=== Begin Enclosure ===

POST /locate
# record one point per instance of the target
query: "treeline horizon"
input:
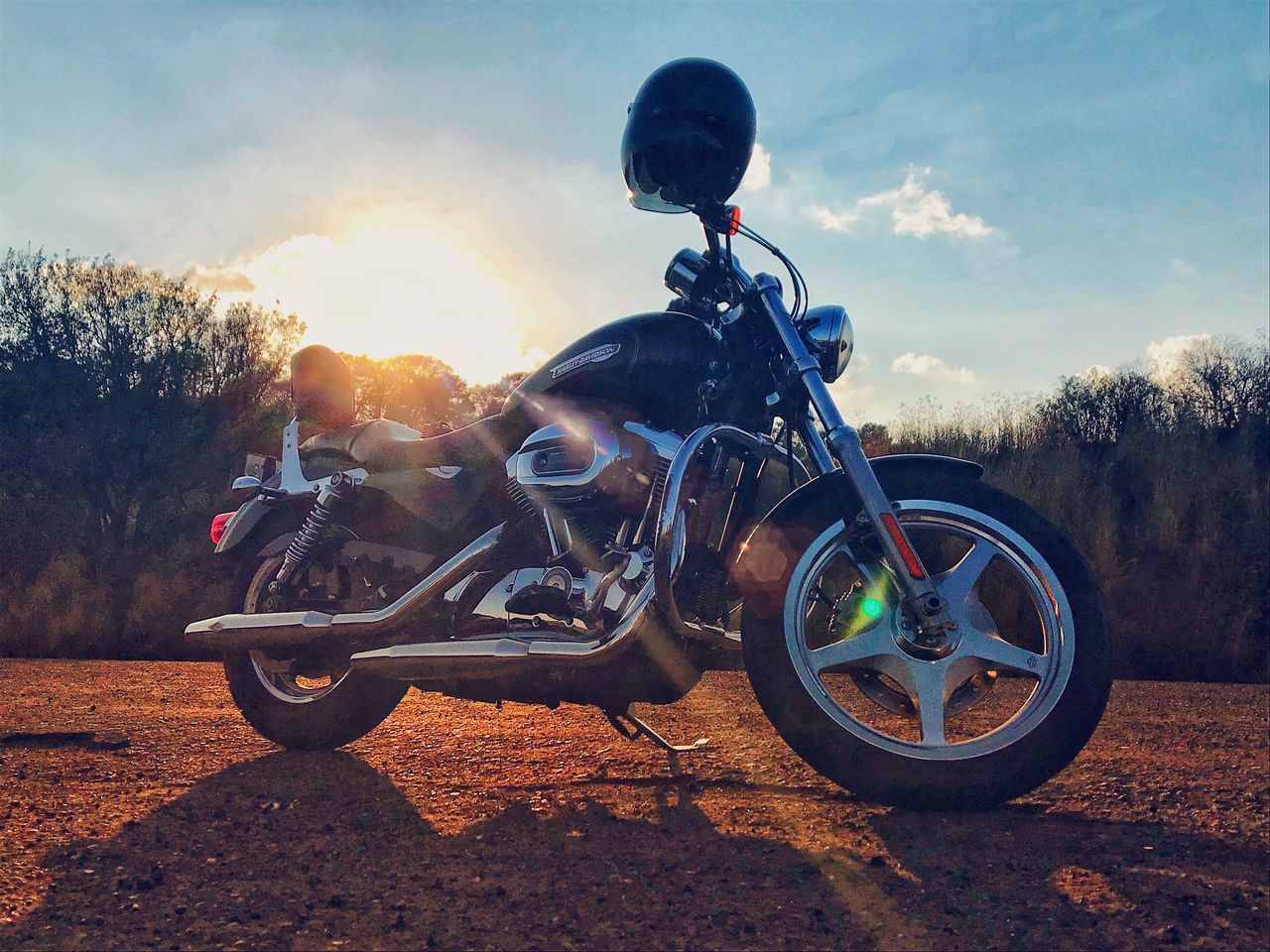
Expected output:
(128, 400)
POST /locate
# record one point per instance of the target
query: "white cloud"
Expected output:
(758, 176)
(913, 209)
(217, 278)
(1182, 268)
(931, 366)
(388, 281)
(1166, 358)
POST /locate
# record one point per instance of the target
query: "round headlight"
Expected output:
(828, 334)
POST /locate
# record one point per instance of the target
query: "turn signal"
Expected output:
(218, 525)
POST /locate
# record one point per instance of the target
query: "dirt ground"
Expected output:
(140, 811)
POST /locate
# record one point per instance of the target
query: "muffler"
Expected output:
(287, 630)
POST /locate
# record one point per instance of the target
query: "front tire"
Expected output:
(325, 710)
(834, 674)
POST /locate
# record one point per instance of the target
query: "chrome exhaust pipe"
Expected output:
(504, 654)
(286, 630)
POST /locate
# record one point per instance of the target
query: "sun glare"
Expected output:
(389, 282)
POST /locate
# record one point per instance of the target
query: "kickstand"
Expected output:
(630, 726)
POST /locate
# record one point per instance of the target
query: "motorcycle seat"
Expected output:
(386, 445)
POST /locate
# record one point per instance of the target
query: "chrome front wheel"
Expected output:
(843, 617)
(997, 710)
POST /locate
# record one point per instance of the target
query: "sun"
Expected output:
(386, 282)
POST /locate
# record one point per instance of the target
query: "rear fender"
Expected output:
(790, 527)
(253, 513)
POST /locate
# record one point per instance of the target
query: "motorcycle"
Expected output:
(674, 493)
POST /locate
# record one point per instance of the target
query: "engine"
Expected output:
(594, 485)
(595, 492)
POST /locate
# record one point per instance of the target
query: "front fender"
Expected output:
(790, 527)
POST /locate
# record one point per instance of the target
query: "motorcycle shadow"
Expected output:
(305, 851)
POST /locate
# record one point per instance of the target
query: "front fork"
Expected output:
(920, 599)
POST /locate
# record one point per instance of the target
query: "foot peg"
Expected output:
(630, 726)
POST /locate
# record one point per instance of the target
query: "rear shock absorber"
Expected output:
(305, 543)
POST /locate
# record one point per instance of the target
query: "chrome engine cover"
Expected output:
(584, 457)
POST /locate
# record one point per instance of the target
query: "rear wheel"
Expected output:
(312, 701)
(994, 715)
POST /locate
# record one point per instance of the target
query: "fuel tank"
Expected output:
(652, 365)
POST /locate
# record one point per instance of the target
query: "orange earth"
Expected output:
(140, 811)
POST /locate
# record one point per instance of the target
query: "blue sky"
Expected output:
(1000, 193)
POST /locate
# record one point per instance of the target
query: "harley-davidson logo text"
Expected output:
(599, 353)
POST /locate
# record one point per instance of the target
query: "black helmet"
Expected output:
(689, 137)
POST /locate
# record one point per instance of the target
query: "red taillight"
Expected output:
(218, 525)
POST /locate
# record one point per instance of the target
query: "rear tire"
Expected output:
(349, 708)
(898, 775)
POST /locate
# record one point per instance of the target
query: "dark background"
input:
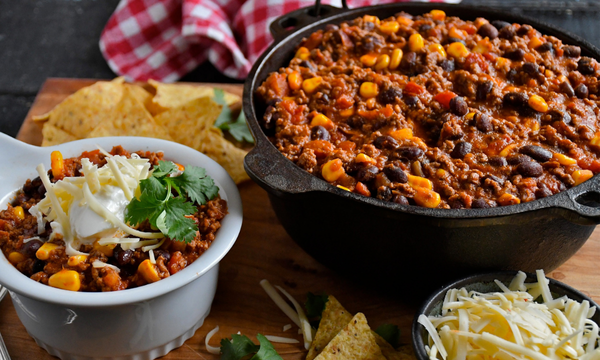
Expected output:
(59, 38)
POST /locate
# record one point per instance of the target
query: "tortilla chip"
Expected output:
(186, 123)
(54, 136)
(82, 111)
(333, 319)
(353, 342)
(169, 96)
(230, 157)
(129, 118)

=== End Enclosure ===

• [What is being asked]: Tally the lines in the records containing the string "fender"; output only the tally.

• [Written solution]: 2